INPUT DATA
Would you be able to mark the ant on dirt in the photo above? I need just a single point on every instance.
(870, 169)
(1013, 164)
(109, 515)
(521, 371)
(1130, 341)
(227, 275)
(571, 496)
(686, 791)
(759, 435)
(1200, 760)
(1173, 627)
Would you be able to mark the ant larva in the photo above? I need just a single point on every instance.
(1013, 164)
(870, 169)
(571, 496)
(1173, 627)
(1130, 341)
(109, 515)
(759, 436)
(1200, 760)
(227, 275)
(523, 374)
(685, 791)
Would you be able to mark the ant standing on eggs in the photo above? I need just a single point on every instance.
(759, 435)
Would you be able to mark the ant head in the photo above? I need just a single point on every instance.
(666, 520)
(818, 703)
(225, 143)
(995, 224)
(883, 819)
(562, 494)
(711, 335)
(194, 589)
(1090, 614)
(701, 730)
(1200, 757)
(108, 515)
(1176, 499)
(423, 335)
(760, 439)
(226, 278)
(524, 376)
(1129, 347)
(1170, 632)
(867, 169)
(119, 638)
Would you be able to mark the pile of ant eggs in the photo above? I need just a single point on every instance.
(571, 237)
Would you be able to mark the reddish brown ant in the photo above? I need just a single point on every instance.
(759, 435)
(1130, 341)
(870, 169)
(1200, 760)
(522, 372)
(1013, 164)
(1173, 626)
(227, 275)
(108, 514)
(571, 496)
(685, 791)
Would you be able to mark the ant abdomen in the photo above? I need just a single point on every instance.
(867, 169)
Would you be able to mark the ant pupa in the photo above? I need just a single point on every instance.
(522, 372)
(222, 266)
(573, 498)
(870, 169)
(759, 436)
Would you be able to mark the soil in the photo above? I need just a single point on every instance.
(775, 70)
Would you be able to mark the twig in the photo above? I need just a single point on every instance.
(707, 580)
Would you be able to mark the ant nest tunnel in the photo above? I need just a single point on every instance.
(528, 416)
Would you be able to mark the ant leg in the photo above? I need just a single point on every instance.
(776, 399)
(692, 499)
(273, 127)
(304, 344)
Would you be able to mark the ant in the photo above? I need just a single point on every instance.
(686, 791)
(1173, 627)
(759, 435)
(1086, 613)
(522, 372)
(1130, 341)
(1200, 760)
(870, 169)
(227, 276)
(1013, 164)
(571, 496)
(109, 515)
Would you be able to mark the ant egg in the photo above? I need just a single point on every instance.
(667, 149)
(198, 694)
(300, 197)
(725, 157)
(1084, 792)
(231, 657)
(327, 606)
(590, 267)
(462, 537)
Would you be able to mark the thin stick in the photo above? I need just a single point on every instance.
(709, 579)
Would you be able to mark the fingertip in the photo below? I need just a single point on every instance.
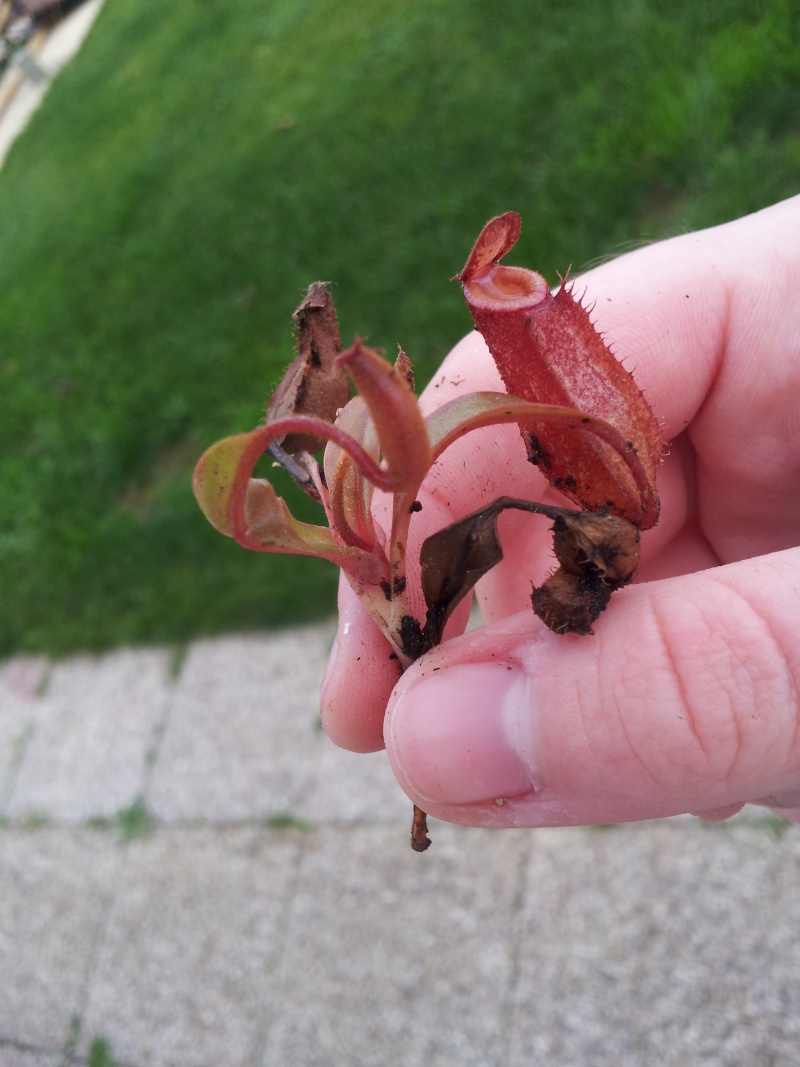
(362, 671)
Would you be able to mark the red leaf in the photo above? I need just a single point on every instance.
(548, 351)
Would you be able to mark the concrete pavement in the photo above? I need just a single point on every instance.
(192, 875)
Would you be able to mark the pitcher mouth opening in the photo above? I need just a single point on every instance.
(507, 288)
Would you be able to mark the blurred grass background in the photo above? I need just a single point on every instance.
(201, 162)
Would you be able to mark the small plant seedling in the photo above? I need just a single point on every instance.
(582, 421)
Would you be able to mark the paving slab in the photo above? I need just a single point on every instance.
(97, 722)
(395, 957)
(355, 787)
(14, 1056)
(668, 943)
(187, 972)
(242, 738)
(56, 890)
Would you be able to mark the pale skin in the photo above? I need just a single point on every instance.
(687, 697)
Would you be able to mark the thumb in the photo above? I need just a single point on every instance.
(685, 700)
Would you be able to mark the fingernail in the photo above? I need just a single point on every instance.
(457, 736)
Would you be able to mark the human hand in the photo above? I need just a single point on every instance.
(686, 699)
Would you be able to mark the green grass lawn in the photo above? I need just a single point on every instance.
(202, 161)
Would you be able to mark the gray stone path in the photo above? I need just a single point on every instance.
(192, 875)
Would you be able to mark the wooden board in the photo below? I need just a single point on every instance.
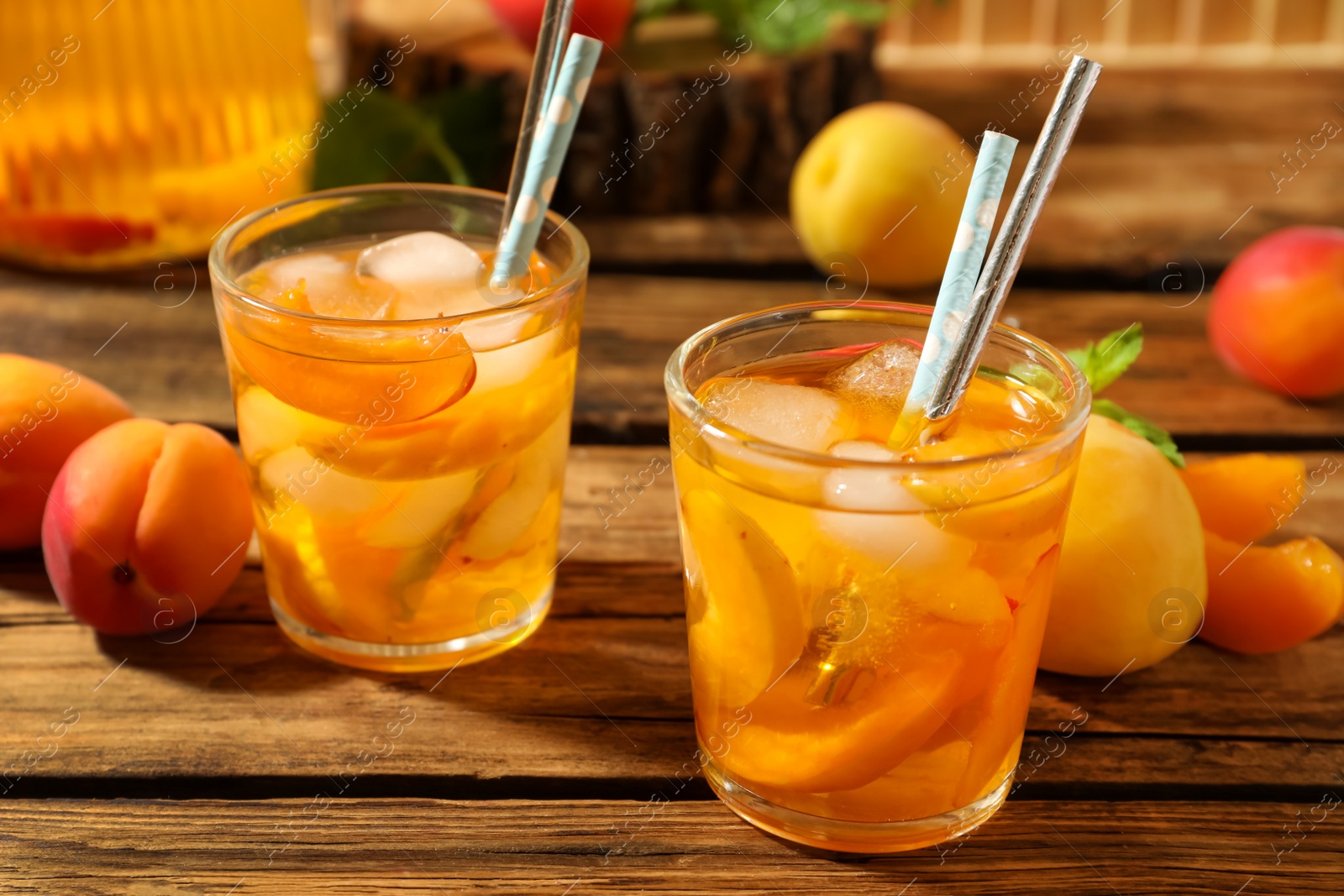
(600, 698)
(578, 846)
(167, 362)
(1167, 167)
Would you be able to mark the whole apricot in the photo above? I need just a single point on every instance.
(1131, 584)
(882, 183)
(45, 411)
(1277, 316)
(147, 526)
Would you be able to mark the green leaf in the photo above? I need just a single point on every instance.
(1147, 429)
(386, 139)
(786, 26)
(1102, 363)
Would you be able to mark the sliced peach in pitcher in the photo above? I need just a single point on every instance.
(365, 392)
(745, 616)
(1263, 600)
(1247, 496)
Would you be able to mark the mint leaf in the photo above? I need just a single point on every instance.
(788, 26)
(386, 139)
(1158, 436)
(1102, 363)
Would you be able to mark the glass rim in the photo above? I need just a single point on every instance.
(1052, 439)
(575, 271)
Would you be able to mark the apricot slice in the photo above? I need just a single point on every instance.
(793, 745)
(1247, 496)
(365, 392)
(994, 723)
(745, 620)
(145, 520)
(1263, 600)
(46, 411)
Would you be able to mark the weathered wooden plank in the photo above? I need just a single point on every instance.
(585, 698)
(230, 696)
(1128, 208)
(167, 360)
(436, 846)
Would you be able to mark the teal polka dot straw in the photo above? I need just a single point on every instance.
(543, 164)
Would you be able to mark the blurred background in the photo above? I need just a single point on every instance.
(131, 132)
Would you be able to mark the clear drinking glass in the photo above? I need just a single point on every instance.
(864, 626)
(407, 473)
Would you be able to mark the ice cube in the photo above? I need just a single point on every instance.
(867, 490)
(880, 376)
(799, 417)
(328, 286)
(905, 543)
(514, 363)
(434, 275)
(265, 423)
(878, 528)
(319, 269)
(423, 511)
(539, 468)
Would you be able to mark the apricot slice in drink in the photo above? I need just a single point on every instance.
(1263, 600)
(994, 723)
(745, 622)
(1247, 496)
(795, 745)
(423, 379)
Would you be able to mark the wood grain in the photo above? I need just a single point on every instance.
(167, 360)
(601, 692)
(557, 846)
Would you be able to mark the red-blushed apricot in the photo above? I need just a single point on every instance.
(1277, 315)
(45, 412)
(147, 526)
(1245, 497)
(1263, 600)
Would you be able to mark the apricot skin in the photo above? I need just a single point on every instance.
(1277, 315)
(1245, 497)
(1263, 600)
(45, 412)
(145, 526)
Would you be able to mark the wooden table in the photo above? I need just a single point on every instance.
(232, 763)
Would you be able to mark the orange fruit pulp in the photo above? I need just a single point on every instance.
(837, 679)
(407, 488)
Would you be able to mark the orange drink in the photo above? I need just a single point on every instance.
(405, 429)
(864, 624)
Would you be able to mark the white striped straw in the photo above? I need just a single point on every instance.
(544, 161)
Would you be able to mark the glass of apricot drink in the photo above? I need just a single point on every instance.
(405, 427)
(864, 621)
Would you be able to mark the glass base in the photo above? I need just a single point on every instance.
(413, 658)
(867, 837)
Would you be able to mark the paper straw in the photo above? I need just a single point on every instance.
(1047, 157)
(543, 164)
(958, 280)
(546, 60)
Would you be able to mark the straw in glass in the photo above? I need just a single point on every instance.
(1043, 167)
(546, 63)
(958, 280)
(543, 164)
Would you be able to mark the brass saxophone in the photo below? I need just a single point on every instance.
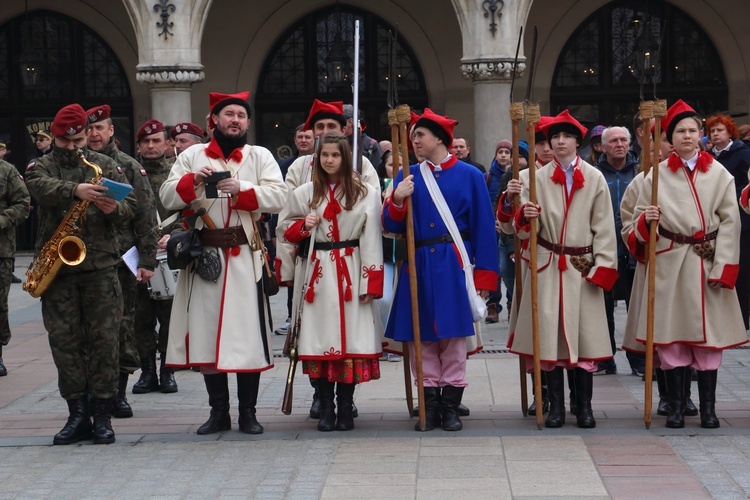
(64, 246)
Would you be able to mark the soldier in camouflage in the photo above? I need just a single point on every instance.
(14, 209)
(82, 307)
(152, 146)
(140, 232)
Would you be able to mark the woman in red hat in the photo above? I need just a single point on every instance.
(697, 262)
(577, 261)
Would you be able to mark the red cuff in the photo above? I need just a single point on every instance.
(485, 280)
(398, 214)
(246, 200)
(728, 276)
(636, 248)
(186, 187)
(503, 216)
(296, 233)
(643, 227)
(375, 279)
(604, 277)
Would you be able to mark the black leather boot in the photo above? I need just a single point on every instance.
(556, 393)
(120, 406)
(247, 393)
(103, 433)
(707, 394)
(690, 409)
(167, 383)
(345, 404)
(78, 426)
(545, 398)
(450, 398)
(584, 391)
(676, 395)
(432, 409)
(218, 399)
(148, 380)
(3, 370)
(572, 390)
(315, 407)
(327, 421)
(661, 384)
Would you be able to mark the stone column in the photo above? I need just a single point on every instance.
(489, 31)
(169, 34)
(492, 82)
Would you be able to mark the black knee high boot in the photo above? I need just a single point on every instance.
(584, 389)
(676, 394)
(661, 384)
(345, 403)
(556, 393)
(690, 409)
(572, 389)
(247, 393)
(707, 393)
(450, 398)
(218, 399)
(327, 421)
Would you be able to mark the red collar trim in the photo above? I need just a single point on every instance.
(214, 151)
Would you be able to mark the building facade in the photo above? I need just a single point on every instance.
(160, 58)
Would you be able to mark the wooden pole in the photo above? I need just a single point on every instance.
(393, 122)
(533, 115)
(516, 115)
(403, 114)
(660, 110)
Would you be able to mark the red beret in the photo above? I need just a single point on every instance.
(677, 112)
(564, 122)
(70, 120)
(217, 101)
(98, 113)
(148, 128)
(320, 110)
(441, 126)
(186, 128)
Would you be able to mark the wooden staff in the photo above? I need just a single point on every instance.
(660, 110)
(533, 115)
(403, 114)
(516, 115)
(393, 122)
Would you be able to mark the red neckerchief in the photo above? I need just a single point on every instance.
(558, 174)
(674, 162)
(213, 150)
(445, 165)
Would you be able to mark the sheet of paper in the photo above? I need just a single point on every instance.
(130, 258)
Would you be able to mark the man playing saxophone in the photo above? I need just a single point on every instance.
(82, 306)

PROBLEM DESCRIPTION
Write out, word for word, the line containing "Would you be able to mark the black knee" and every line after it to the end of the data above.

ANSWER BELOW
Would you be able to mark the black knee high boot in the photo above? I need just a single point on every instance.
(584, 389)
(676, 394)
(661, 384)
(345, 403)
(556, 393)
(690, 409)
(572, 389)
(247, 393)
(707, 393)
(450, 398)
(218, 399)
(327, 421)
Would you be able to mark the red collar trim in the photo above? I need just a single point on every instance.
(214, 151)
Would you be able to mark the building facade in the photo above? I need just a single point on every instance.
(160, 58)
Would you be able to mark the wooden pole in the photo above? I need just a single point on every instance.
(393, 122)
(533, 115)
(516, 115)
(403, 114)
(660, 110)
Would you be able to mark the red beret in the photo above? I need just a single point on every instance.
(677, 112)
(564, 122)
(70, 120)
(217, 101)
(98, 113)
(148, 128)
(320, 110)
(441, 126)
(186, 128)
Would you be able to mark the wooden staff in the photo above? I need just a single point on every instance.
(660, 110)
(533, 115)
(403, 114)
(516, 115)
(393, 122)
Would you be able to mark the red neckerchief in the photo above? I need just a single point on every instance.
(558, 174)
(674, 162)
(213, 150)
(445, 165)
Would you be able to mark the sheet of paper in the photo above? I need just a single point on every instance.
(130, 258)
Would you be able to mark the man playing saxophone in the photo above? I need just a single point on every instance.
(82, 306)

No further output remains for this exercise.